## Begin Supplied records

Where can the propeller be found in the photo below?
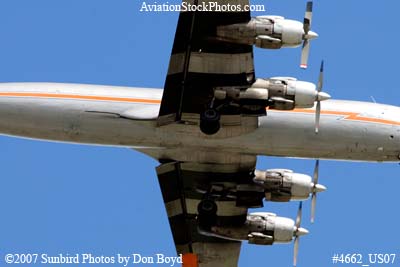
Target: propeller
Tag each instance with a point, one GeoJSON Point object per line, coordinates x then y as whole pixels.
{"type": "Point", "coordinates": [308, 35]}
{"type": "Point", "coordinates": [299, 231]}
{"type": "Point", "coordinates": [320, 96]}
{"type": "Point", "coordinates": [317, 188]}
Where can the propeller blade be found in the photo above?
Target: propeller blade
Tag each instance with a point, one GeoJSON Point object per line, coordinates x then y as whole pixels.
{"type": "Point", "coordinates": [317, 116]}
{"type": "Point", "coordinates": [296, 251]}
{"type": "Point", "coordinates": [308, 17]}
{"type": "Point", "coordinates": [321, 77]}
{"type": "Point", "coordinates": [298, 218]}
{"type": "Point", "coordinates": [316, 173]}
{"type": "Point", "coordinates": [305, 51]}
{"type": "Point", "coordinates": [313, 205]}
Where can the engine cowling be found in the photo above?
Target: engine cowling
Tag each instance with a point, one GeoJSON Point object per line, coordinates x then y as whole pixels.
{"type": "Point", "coordinates": [282, 185]}
{"type": "Point", "coordinates": [261, 228]}
{"type": "Point", "coordinates": [270, 32]}
{"type": "Point", "coordinates": [288, 93]}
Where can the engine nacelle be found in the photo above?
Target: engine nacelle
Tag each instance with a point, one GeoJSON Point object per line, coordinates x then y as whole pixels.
{"type": "Point", "coordinates": [288, 93]}
{"type": "Point", "coordinates": [282, 185]}
{"type": "Point", "coordinates": [260, 228]}
{"type": "Point", "coordinates": [270, 32]}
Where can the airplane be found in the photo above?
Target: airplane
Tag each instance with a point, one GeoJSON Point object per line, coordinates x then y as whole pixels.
{"type": "Point", "coordinates": [109, 115]}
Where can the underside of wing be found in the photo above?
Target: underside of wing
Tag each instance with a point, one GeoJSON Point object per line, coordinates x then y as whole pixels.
{"type": "Point", "coordinates": [200, 196]}
{"type": "Point", "coordinates": [200, 63]}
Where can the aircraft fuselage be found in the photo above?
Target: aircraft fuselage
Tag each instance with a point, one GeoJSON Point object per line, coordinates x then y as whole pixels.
{"type": "Point", "coordinates": [123, 116]}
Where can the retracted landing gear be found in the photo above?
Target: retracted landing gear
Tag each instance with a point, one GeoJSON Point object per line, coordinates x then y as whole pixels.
{"type": "Point", "coordinates": [207, 217]}
{"type": "Point", "coordinates": [210, 121]}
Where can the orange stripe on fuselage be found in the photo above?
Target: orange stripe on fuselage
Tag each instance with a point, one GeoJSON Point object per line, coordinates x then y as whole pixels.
{"type": "Point", "coordinates": [82, 97]}
{"type": "Point", "coordinates": [352, 116]}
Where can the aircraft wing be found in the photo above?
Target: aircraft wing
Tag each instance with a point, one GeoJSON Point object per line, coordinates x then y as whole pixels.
{"type": "Point", "coordinates": [185, 185]}
{"type": "Point", "coordinates": [200, 62]}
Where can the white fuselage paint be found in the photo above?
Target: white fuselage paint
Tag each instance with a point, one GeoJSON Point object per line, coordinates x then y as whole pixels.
{"type": "Point", "coordinates": [89, 114]}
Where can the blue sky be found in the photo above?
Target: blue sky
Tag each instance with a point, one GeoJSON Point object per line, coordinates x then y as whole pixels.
{"type": "Point", "coordinates": [63, 198]}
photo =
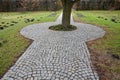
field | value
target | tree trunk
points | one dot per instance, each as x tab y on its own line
66	15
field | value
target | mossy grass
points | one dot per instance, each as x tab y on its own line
62	28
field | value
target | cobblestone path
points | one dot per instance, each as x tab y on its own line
56	55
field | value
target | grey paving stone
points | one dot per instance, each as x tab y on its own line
56	55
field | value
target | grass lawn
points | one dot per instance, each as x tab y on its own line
109	45
12	44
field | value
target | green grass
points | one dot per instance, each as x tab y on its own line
12	44
111	42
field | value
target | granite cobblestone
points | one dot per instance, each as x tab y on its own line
56	55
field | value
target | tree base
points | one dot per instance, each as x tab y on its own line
62	28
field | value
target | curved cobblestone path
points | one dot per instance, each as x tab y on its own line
56	55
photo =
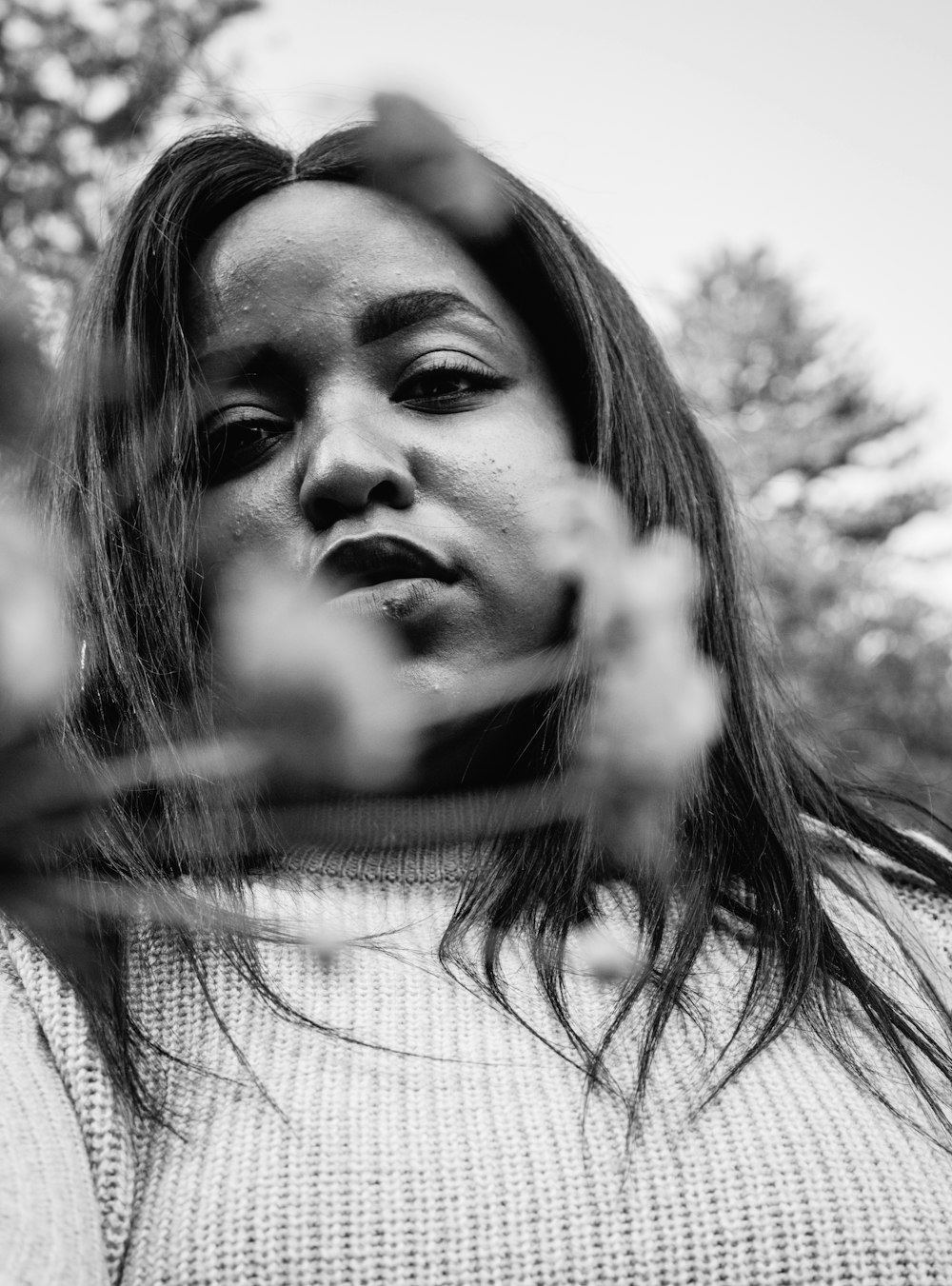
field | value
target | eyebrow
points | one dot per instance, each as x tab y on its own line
399	311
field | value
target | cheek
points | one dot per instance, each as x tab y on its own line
231	524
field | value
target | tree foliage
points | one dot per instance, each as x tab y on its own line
826	471
81	89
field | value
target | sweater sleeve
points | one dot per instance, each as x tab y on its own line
50	1226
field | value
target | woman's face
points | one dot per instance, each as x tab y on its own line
374	414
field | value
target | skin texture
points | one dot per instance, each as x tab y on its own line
329	421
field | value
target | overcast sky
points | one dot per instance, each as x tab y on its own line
669	127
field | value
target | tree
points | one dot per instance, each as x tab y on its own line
80	95
826	471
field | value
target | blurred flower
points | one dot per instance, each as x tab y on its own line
317	687
36	652
656	703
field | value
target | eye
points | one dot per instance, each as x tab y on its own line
234	440
446	386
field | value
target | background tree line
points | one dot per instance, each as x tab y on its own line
824	467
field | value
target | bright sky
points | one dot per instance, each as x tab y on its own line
665	128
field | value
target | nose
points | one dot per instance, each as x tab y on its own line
348	464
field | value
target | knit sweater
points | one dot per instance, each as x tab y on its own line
432	1137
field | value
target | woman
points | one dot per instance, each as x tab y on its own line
279	359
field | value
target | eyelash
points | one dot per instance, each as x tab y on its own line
480	380
222	458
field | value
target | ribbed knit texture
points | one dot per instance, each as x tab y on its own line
436	1139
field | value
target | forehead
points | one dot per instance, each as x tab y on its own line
326	238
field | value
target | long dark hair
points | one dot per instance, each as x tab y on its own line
765	821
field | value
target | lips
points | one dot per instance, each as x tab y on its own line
365	563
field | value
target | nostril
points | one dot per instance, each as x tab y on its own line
341	480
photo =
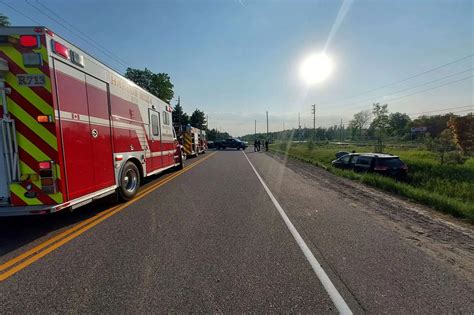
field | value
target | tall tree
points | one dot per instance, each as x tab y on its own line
158	84
180	118
442	144
399	123
198	119
380	124
4	20
162	81
360	121
463	131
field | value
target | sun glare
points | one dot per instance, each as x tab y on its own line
316	68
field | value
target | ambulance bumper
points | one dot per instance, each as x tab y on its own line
13	211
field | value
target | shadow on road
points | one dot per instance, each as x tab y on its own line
16	232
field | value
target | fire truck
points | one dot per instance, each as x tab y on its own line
194	141
72	129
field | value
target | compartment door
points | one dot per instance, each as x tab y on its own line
100	131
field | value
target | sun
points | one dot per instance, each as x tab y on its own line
316	68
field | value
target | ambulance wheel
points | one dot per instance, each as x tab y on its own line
129	182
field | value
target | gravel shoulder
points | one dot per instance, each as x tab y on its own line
441	236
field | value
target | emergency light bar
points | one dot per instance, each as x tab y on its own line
31	41
60	49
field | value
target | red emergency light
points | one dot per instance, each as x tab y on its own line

## End Supplied records

Directions
Reproduce the material above in full and without alteration, but skip all pictures.

Solved exercise
Where can the propeller be found in the photo below?
Target: propeller
Tag each instance with a point, one GeoJSON Point object per line, coordinates x then y as whole pixels.
{"type": "Point", "coordinates": [308, 35]}
{"type": "Point", "coordinates": [299, 231]}
{"type": "Point", "coordinates": [320, 96]}
{"type": "Point", "coordinates": [317, 188]}
Where can the propeller blade be found in the photo above?
Target: propeller blade
Tag each instance with a point, one GeoJSON Point object per line, coordinates x then y as whole pixels.
{"type": "Point", "coordinates": [317, 116]}
{"type": "Point", "coordinates": [296, 251]}
{"type": "Point", "coordinates": [308, 17]}
{"type": "Point", "coordinates": [321, 77]}
{"type": "Point", "coordinates": [298, 218]}
{"type": "Point", "coordinates": [316, 173]}
{"type": "Point", "coordinates": [305, 51]}
{"type": "Point", "coordinates": [313, 205]}
Where can the engine cowling be found in the photo above?
Target: engine cowling
Tag each instance with a point, one GeoJSON Point object per line, coordinates x then y as whole pixels.
{"type": "Point", "coordinates": [282, 185]}
{"type": "Point", "coordinates": [261, 228]}
{"type": "Point", "coordinates": [270, 32]}
{"type": "Point", "coordinates": [288, 93]}
Where can the engine nacelle be found in the photo above?
Target: engine nacelle
Tag each instance with a point, one GeoJSON Point object per line, coordinates x then y as whole pixels.
{"type": "Point", "coordinates": [288, 93]}
{"type": "Point", "coordinates": [282, 185]}
{"type": "Point", "coordinates": [260, 228]}
{"type": "Point", "coordinates": [270, 32]}
Where can the airplane be found in the photo above?
Target: airplane
Tag each instance with a point, one GeoJSON Point object per line, coordinates x then y as whole pixels.
{"type": "Point", "coordinates": [109, 115]}
Where can the underside of wing be found in the photo above?
Target: underside of wing
Tag each instance with a point, one GeoJSON Point object per line, coordinates x then y as whole pixels.
{"type": "Point", "coordinates": [200, 196]}
{"type": "Point", "coordinates": [200, 63]}
Where can the aircraft fuselage be found in the photo above?
Target: aircraft fuselage
Tag each instance with a point, one GeoJSON Point object per line, coordinates x then y as whole pixels.
{"type": "Point", "coordinates": [123, 116]}
Where can the retracted landing gear be found in the photo above?
Target: retracted landing gear
Tag each instance with a point, one GeoJSON Point object per line, coordinates x then y as whole pixels.
{"type": "Point", "coordinates": [207, 217]}
{"type": "Point", "coordinates": [210, 121]}
Where can the orange stripe on fuselage be found in the photo above?
Target: orange stripe on fuselage
Tag each instance with a point, one GeoJSON Point object per line, coordinates x then y as whole pixels.
{"type": "Point", "coordinates": [82, 97]}
{"type": "Point", "coordinates": [352, 116]}
Where can the aircraft wing be found in the photo above?
Target: aircraft wing
Tag each instance with a point, one GeoJSON Point object per line, coordinates x then y as whole pixels.
{"type": "Point", "coordinates": [185, 185]}
{"type": "Point", "coordinates": [200, 62]}
Where can the white fuselage paint be found in the photo above?
Target: white fuselage paint
Tag each instance with a point, one GeoJSON Point object per line, coordinates x then y as whole pixels.
{"type": "Point", "coordinates": [89, 114]}
Where can the blue sky be found in the photo above?
Target: blue sky
Tag each instance with a point, one GeoJSON Point object per line, coordinates x then y as whole pixels.
{"type": "Point", "coordinates": [63, 198]}
photo =
field | value
target | tree trunk
points | one dot per instance, each as x tab y on its own line
66	15
field | value
target | mossy grass
points | one dot per instance, each as x tab y on its own line
62	28
field | value
target | cobblestone path
points | one dot per instance, each as x tab y on its own line
56	55
field | value
target | grey paving stone
points | one dot per instance, each as x tab y on its own line
56	55
field | value
target | grass lawn
points | one dot per instance, each as x tab y on its own line
109	45
12	44
field | value
target | green grass
points | one dot per instance, each as x tab y on its own line
12	44
111	42
field | value
target | granite cobblestone
points | one dot per instance, each as x tab y on its own line
56	55
field | value
target | tree base
points | one dot per instance, each as x tab y on its own line
62	28
field | value
target | curved cobblestone path
points | one dot per instance, each as x tab y on its own line
56	55
photo =
field | value
target | eyebrow
points | one dot per instance, each as x tab y on its own line
399	311
field | value
target | cheek
points | one dot per instance, each as x tab y on its own line
231	524
field | value
target | tree foliage
points | one dot per instance, each as x tab y on its own line
826	471
81	89
field | value
target | sweater sleeve
points | one dot per instance, each as x tab y on its own line
50	1226
field | value
target | woman's face
points | one dot per instance, each as x tab y on its own line
374	414
field | value
target | skin texture
points | one dot per instance, each as x tab y on its own line
329	421
field | value
target | overcast sky
points | one dot per instance, each as x tab y on its own line
669	127
field | value
target | tree
points | one dot per instance, each as x tab y on its own line
80	95
826	471
field | value
target | blurred flower
points | one dot per instance, each as x tab y on its own line
317	687
36	652
656	703
field | value
target | eye
points | one dot per instance, each as x tab y on its own line
234	440
446	386
field | value
target | background tree line
points | one dot per instance, each as x tab y on its own line
824	467
field | value
target | bright sky
points | one dot per instance, each as x tab y on its own line
665	128
field | value
target | nose
points | one dot per instance, each as x tab y on its own line
348	464
field | value
target | knit sweater
points | one dot per instance, each as x tab y on its own line
432	1137
field | value
target | woman
points | one dot per instance, each as x tab y on its own line
279	359
field | value
target | eyelash
points | one dot per instance, each as x tab y on its own line
480	380
222	458
field | value
target | ribbed knit texture
points | one dot per instance, each as x tab y on its own line
436	1139
field | value
target | forehead
points | one dot per instance, each as x tab y on its own line
326	238
field | value
target | long dark hair
points | one dot per instance, each as x tab y on its own line
765	821
field | value
target | lips
points | one dot per instance, each as x tab y on its own line
365	563
field | value
target | nostril
points | one dot per instance, each as x tab y on its own line
341	480
photo =
field | value
target | tall tree
points | one dot per instance, each as x tab y on its own line
158	84
180	118
442	144
399	123
198	119
380	124
4	20
162	81
360	121
463	131
field | value
target | sun glare
points | one dot per instance, each as x tab y on its own line
316	68
field | value
target | ambulance bumper
points | one dot per instance, each as x tab y on its own line
13	211
field | value
target | shadow on road
points | one dot per instance, each as x tab y on its own line
16	232
field | value
target | fire truck
points | one dot per instance, each as x tab y on its own line
194	141
72	129
field | value
target | compartment door
points | one dot per instance, each as x tab y on its own line
100	131
field | value
target | sun
points | one dot per instance, each as x tab y on its own line
316	68
field | value
target | ambulance wheel
points | one dot per instance, each as x tab y on its own line
129	182
field | value
target | gravel shoulder
points | one dot per instance, each as x tab y on its own line
441	236
field | value
target | emergency light bar
points | one dot per instance, each as x tab y on its own line
31	41
60	49
field | value
target | red emergency light
points | one dot per instance, each as x tab y on its own line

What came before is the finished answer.